Requirement A: Decide whether each statement agrees with the pay raise text below, answering yes or no and quoting the deciding words: (i) Financial experts recommend a six-month cushion. (ii) Raises that are given usually come from a promotion or a nominal cost-of-living increase. (iii) You can control what you do with the money from a raise.
Requirement B: Please rewrite the pay raise text below from "How to Make" up to and including "cost of living.", replacing "employers" with "companies".

Exercise text START

How to Make the Most of a Pay Raise
Once upon a time, if you worked hard and performed well on the job, you could expect an annual raise. Nowadays, that’s not always the story. Between low revenue, budget cuts and a tightening market, many employers no longer offer generous annual salary increases. If raises are handed down, it is usually due to a promotion or a nominal increase for cost of living.
Although you’re unable to control if and when you get a pay raise, and how much you receive, you can control what you do with the money. And if your pay increases are few and far between, you need to make the most of the raise.
Do not increase housing and automobile costs
If your house is too small for your family, or if your automobile is falling apart, a pay increase can be the answer to your prayers – the key to a larger home and perhaps a more reliable car. However, if your house and car are in great shape and presently meet the needs of your family, spending extra money to upgrade your life may not be the best move for your finances. A more expensive house payment or car payment are ongoing expenses that will increase your monthly budget and cancel out any raise you may have received.
Use the extra money to create a 3 to 6 month cushion
If you’ve been struggling to build your savings account, take this extra cash and start a savings or money market account. This is your opportunity to finally create a nest egg and emergency cushion. Financial experts recommend a three-month cushion. The more you save, the better. With cash in the bank, it’s much easier to deal with financial shake-ups, such as a car repair, a house repair, medical costs and other unexpected expenses.

Exercise text END
Extracted data START

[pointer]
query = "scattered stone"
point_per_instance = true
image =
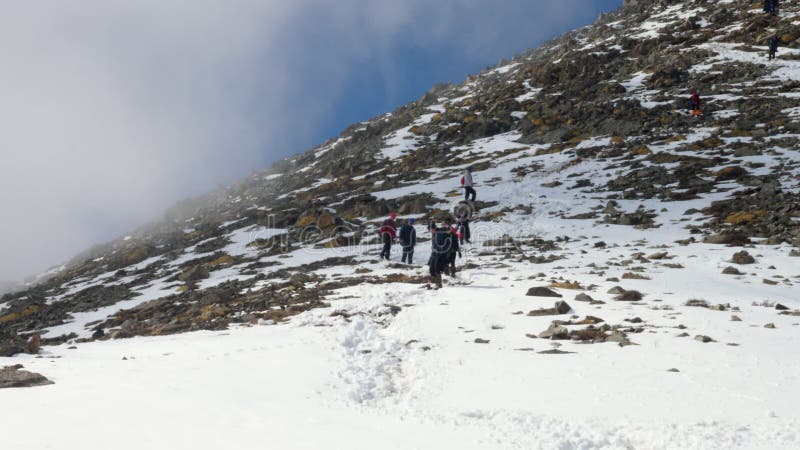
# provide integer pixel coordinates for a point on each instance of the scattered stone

Extracted data END

Written answer A:
(i) No: "Financial experts recommend a three-month cushion."
(ii) Yes: "If raises are handed down, it is usually due to a promotion or a nominal increase for cost of living."
(iii) Yes: "you can control what you do with the money."

Written answer B:
How to Make the Most of a Pay Raise
Once upon a time, if you worked hard and performed well on the job, you could expect an annual raise. Nowadays, that’s not always the story. Between low revenue, budget cuts and a tightening market, many companies no longer offer generous annual salary increases. If raises are handed down, it is usually due to a promotion or a nominal increase for cost of living.